EXTRACTED INFORMATION -
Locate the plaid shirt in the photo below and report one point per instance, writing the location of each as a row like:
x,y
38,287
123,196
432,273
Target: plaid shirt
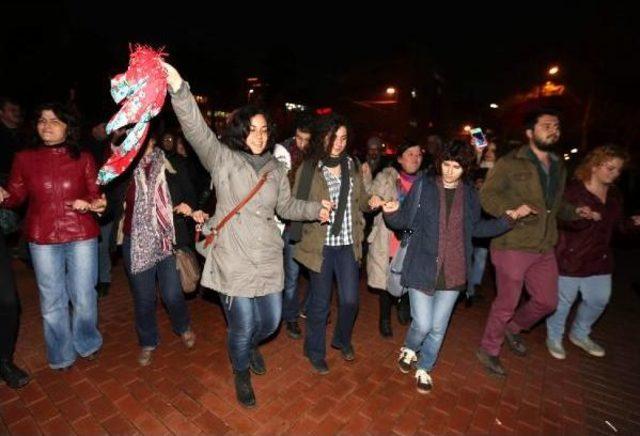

EXERCISE GOAL - Copy out the lines above word for word, omitting the picture.

IN RESPONSE -
Locate the plaid shirt in the photo below and report one point per instance, writing the location of each as a row like:
x,y
38,287
123,196
432,273
Target: plaid shirt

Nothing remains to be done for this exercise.